*Text segment*

= = =

Determining whether COVID-19 was the cause of death – and counting all of those deaths – has been more difficult than you might think.
Recently, the New York Times reported that at a national level, COVID-19 deaths may be undercounted by 25%. These estimates are coming from the fact that deaths from any cause are far higher this year than normal. Over the course of the pandemic, many patients have died of symptoms similar to COVID-19, but were never tested. In addition, many people are dying at home from complications that appear to be COVID-19, but are also never tested.
Both infections and deaths have been undercounted, but not to the same degree. Our research suggests health officials were only detecting as few as 1 in 80 infections whereas they have been catching approximately 4 in 5 deaths. As we’ve been discovering uncounted infections at a faster rate than we’ve been discovering uncounted deaths, infection fatality rate estimates have dropped from initial guesses.
Relation between infections and death
Even if health officials had accurate pictures of the number of infections and deaths over time, they can’t just divide the number of deaths by March 15 by the number of infections by March 15. It can take weeks before an infected patient dies from COVID-19. To calculate the fatality rate, researchers must correct for the time between the onset of infection and death.
While there is still uncertainty in this lag between onset of infection and deaths, recent research suggests that a 16-day lag between symptom onset and death is a good guess.
This lag must be factored into infection fatality rate calculations. For example, assuming patients would get diagnosed within a few days of developing symptoms, to calculate the fatality rate on June 15, researchers would want to divide those deaths by the number of infections on June 1.
So are current estimates any good?
Until the U.S. has more widespread random population testing and there’s more research to understand the time lag between infection and death, estimates of the real infection fatality rate will have some uncertainty. Still, since estimates of the actual infection and death numbers are far more accurate today than at the beginning of the pandemic, the current estimates of between 0.2 to 1% are better as well. The CDC suggests that an IFR of 0.65% is the current best estimate.
It is important to remember that these estimates of infection fatality rates reflect the risk for the average person. Many people will face higher risk and many will face lower risk.
Older patients or those with preexisting conditions like diabetes, high blood pressure or heart disease are likely at higher risk than the average person. Younger people without significant prior health conditions are at substantially lower risk than the average person. Additionally, access to health care is an important factor in mortality from COVID-19.
Finally, the infection fatality rate is not set in stone - it is an estimate of what happened in the past, not a predictor of what will happen in the future. If people follow public health guidance on mask wearing, social distancing and self-isolation when sick, it may be possible to reduce infections in high-risk populations and lower the percentage of people that die from this disease. But the opposite is also true. If the virus increasingly spreads in vulnerable populations, or if hospitals become overwhelmed and people can’t access the care they need to recover, more people could die.
While doctors, public health experts and laboratory researchers are working to secure treatments that will keep people alive even if they do become infected, statisticians like us will keep watching the numbers to help guide policy. It is up to everyday people to change their behavior to change the numbers we see.
This article was updated on July 15, 2020 to reflect a change in the CDC’s best estimate of the infection fatality rate from 0.26% to 0.65%.
This article was updated on July 21, 2020 to more accurately describe the World Health Organization’s statement of the 3.4% fatality rate.

= = =

*Supplied material*
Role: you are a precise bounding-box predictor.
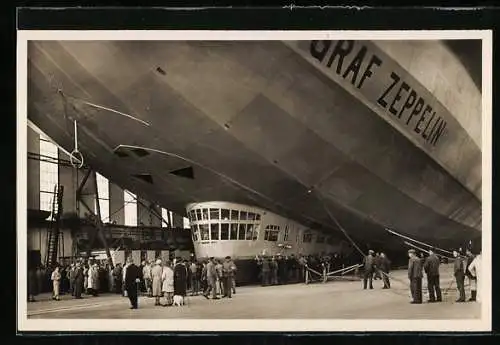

= = =

*Task A*
In the passage on COVID-19 fatality rates, transcribe the portion from "While there is" to "estimates any good?".
*Task B*
Which infection fatality rate does the passage on COVID-19 fatality rates give as the CDC's current best estimate?

*Answer section A*
While there is still uncertainty in this lag between onset of infection and deaths, recent research suggests that a 16-day lag between symptom onset and death is a good guess.
This lag must be factored into infection fatality rate calculations. For example, assuming patients would get diagnosed within a few days of developing symptoms, to calculate the fatality rate on June 15, researchers would want to divide those deaths by the number of infections on June 1.
So are current estimates any good?

*Answer section B*
0.65%